▶ Entries
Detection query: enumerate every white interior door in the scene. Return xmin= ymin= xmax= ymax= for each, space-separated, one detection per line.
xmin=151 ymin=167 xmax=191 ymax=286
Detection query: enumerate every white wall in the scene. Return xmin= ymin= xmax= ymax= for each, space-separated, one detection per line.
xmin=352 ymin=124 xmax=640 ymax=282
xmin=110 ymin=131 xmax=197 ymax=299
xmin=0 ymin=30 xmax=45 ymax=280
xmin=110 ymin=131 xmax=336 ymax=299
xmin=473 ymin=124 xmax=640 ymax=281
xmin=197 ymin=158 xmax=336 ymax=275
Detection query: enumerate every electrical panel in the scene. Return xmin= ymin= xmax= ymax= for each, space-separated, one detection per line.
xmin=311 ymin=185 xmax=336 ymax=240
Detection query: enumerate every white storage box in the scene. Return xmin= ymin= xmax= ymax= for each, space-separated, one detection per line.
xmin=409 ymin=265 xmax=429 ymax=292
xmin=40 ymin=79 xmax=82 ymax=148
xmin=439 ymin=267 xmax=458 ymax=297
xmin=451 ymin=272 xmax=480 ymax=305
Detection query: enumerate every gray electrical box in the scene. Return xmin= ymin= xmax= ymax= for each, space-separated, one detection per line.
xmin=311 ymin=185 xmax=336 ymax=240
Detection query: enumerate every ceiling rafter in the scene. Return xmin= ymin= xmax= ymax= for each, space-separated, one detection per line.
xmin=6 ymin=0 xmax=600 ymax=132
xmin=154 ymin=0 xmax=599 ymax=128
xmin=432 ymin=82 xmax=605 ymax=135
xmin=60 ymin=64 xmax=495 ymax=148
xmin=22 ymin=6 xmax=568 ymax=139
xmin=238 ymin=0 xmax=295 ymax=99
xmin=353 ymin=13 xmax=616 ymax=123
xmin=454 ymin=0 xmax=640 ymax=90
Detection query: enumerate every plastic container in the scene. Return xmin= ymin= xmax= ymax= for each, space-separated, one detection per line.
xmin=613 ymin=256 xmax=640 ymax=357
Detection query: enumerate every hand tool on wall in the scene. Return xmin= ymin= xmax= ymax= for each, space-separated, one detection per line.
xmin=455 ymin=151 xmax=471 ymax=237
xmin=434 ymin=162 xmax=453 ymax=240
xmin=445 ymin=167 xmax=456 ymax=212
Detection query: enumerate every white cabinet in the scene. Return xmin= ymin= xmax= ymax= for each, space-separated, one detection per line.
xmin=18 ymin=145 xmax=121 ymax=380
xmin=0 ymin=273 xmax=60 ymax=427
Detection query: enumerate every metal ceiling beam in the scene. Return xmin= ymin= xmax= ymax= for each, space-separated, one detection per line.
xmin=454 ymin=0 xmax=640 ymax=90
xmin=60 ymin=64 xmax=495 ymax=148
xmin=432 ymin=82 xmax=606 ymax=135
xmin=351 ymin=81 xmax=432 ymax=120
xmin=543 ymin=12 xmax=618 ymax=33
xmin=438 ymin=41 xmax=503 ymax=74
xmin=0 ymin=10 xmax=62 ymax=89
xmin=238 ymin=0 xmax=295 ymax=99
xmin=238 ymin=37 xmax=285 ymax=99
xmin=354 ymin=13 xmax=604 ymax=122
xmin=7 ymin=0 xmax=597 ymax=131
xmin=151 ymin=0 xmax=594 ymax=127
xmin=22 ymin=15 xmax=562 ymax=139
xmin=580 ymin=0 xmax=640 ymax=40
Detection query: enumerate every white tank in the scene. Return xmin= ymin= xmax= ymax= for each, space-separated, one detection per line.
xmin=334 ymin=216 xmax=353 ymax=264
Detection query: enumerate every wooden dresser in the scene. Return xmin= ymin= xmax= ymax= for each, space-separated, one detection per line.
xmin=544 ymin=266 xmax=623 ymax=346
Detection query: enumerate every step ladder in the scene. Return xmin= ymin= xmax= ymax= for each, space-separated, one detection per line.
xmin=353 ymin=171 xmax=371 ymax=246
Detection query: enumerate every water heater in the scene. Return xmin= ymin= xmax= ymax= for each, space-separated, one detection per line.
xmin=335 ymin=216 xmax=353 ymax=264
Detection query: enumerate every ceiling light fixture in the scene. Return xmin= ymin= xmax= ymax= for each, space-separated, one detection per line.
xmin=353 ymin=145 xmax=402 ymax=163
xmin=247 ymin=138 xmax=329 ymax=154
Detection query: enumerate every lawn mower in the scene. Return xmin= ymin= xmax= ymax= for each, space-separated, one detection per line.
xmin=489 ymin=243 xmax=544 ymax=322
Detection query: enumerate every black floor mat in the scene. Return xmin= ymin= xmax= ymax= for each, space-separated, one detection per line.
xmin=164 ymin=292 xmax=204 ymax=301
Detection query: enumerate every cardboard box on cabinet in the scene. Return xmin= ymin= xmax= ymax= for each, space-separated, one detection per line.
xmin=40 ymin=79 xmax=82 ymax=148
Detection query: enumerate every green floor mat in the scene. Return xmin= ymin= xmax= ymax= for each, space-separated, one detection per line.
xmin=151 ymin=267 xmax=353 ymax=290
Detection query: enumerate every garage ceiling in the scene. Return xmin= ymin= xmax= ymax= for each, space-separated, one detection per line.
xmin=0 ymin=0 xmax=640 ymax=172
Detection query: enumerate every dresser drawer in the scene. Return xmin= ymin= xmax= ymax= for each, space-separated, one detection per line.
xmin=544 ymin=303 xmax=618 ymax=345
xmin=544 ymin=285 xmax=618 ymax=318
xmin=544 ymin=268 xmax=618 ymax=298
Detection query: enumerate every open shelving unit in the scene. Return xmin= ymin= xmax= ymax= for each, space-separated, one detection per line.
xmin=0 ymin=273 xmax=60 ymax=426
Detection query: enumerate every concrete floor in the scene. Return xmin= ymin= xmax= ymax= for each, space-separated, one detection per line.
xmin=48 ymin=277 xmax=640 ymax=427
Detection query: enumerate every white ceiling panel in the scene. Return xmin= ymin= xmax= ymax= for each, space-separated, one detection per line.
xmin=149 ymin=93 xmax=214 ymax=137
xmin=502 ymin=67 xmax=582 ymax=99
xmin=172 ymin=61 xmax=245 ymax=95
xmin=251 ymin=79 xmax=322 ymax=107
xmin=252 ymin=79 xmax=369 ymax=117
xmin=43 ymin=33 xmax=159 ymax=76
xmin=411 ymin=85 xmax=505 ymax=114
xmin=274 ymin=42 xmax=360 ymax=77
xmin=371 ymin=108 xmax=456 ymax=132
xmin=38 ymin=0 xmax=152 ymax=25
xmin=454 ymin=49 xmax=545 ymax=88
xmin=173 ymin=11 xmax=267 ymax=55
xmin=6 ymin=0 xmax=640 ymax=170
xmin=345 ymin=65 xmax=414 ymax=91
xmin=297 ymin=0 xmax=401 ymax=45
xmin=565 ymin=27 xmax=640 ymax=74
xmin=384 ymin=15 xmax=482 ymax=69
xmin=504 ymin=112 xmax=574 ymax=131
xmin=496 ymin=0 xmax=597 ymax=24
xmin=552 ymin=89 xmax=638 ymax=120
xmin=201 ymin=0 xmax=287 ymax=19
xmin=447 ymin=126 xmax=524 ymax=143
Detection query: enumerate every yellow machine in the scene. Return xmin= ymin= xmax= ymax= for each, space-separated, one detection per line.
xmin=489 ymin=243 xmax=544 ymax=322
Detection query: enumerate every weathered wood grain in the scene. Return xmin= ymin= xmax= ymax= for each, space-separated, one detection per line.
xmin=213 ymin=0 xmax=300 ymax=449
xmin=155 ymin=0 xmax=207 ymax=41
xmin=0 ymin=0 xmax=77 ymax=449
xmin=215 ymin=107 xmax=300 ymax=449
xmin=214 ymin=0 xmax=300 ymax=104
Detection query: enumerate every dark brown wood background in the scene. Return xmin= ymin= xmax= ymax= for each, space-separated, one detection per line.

▶ Task statement
Rewrite the listing between the lines holding "Detection query: enumerate every water" and "xmin=164 ymin=292 xmax=204 ymax=301", inclusive, requests included. Multiply every bounding-box coordinate in the answers by 1.3 and round to whole numbers, with halves rounded up.

▶ Answer to the task
Detection query: enumerate every water heater in the scene. Return xmin= ymin= xmax= ymax= for each, space-separated, one detection per line.
xmin=436 ymin=281 xmax=459 ymax=343
Detection query: enumerate every ceiling light fixture in the scene. Return xmin= ymin= xmax= ymax= for each, space-separated, one detection per line.
xmin=459 ymin=189 xmax=523 ymax=212
xmin=321 ymin=179 xmax=428 ymax=200
Detection query: enumerate every lawn mower in the scene. Return xmin= ymin= xmax= ymax= for each, space-separated, one detection per line.
xmin=636 ymin=316 xmax=707 ymax=419
Detection query: enumerate every black floor mat in the scene. Return xmin= ymin= xmax= ymax= for each, space-separated, one detection per line.
xmin=213 ymin=380 xmax=265 ymax=391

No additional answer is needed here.